* **TASK STATEMENT**: Please print exactly the lines running from the one that contains "Study the photograph above. Where on each instance of the small" to the end of the data, with both lines included.

* **Object location annotation data**:
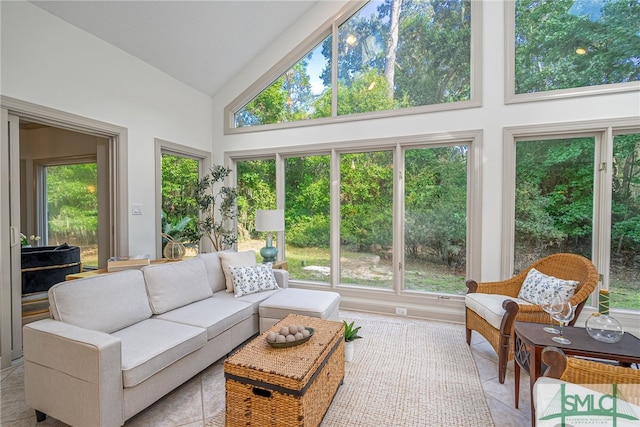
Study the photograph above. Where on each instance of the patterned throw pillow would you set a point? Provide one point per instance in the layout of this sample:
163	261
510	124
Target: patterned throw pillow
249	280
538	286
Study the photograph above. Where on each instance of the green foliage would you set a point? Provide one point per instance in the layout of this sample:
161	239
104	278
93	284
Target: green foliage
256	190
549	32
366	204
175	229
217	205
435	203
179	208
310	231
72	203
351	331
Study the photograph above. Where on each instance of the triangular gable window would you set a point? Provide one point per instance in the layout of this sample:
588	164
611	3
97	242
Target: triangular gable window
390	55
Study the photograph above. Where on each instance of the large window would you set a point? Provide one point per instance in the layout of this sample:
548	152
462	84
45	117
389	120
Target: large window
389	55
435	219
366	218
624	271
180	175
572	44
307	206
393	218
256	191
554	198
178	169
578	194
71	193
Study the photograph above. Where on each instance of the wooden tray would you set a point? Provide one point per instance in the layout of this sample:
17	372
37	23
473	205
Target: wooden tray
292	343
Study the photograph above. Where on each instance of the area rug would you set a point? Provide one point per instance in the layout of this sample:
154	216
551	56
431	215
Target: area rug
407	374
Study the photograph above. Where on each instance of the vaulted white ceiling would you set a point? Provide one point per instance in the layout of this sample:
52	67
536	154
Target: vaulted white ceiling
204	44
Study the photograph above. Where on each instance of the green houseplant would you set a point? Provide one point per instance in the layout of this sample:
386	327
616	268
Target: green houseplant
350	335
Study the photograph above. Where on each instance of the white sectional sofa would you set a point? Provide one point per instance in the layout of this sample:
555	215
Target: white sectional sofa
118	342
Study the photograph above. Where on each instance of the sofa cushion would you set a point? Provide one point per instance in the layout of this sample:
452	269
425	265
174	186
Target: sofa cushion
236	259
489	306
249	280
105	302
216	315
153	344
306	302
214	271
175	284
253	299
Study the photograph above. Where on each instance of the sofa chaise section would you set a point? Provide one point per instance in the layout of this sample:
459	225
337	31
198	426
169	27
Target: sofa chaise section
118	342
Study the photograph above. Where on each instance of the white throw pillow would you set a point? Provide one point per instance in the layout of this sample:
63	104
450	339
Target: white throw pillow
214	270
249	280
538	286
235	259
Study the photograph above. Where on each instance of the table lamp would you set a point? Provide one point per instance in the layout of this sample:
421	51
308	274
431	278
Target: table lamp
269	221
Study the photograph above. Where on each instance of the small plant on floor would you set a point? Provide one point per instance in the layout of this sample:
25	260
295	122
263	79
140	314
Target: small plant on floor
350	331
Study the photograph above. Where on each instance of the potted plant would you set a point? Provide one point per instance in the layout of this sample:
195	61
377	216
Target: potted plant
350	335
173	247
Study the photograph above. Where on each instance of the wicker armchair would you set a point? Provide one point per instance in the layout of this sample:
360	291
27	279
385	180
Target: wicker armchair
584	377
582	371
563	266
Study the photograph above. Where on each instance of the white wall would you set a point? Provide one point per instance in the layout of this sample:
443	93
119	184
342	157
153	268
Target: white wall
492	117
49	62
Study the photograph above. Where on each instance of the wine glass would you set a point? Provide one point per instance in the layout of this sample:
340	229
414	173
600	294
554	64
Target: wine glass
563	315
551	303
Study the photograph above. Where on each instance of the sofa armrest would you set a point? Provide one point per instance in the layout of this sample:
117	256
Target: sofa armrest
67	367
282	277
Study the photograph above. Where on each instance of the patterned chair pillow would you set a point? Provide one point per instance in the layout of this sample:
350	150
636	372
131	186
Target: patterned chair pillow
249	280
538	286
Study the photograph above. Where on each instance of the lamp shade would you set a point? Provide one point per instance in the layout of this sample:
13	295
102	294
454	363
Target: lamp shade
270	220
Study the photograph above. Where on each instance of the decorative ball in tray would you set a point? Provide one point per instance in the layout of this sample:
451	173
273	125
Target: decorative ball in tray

* **FINISHED ANSWER**:
Study the photograph above. Where on each instance of the small plant on floor would you set a point? Provide one point per instance in the layout of this sample:
25	260
295	122
263	79
140	314
Target: small plant on floor
350	331
Study the photograph above. Where on each instance of the potted plant would you set a point? Provide one point per instance in the layout of this sample:
195	61
377	216
Target: potted plant
350	335
173	247
Study the photograph above. Where on each instance of the wicker armchair would you set a point? Provide one point per instance in the layout of this sample:
360	291
27	279
385	180
Target: wicker armchair
584	377
582	371
563	266
Study the photograph above. Where on each instance of the white wall would you set a point? Provide one point per instance in the layout of this sample:
443	93
119	184
342	157
153	268
Target: white wall
492	117
49	62
Study the photograph above. Where on each instance of the wine glass would you set a point? Provide one point per instance in the layout of this sample:
340	229
414	173
600	294
554	64
Target: wine glass
563	315
551	303
Study the photograph above. Where on each instance of the sofa armrest would you set a point? Provide one point per instance in the layout of this sample:
117	256
Target: sofa armrest
67	367
282	277
Study the photograph above. Where on each instance of the patterned chair pillow would you set a point? Provide one point per instance in the layout of this sample:
350	150
636	372
131	186
Target: patterned chair pillow
249	280
538	286
Study the photograph above. Where on each instance of the lamp shade would you set a point? Provide one point per instance in the layout of this sample:
13	295
102	294
454	363
Target: lamp shade
270	220
Study the photograph above. Where on each instance of the decorative ball in tray would you set a point? Provide one point per instance in the layout of this sample:
451	173
273	125
Target: decorative ball in tray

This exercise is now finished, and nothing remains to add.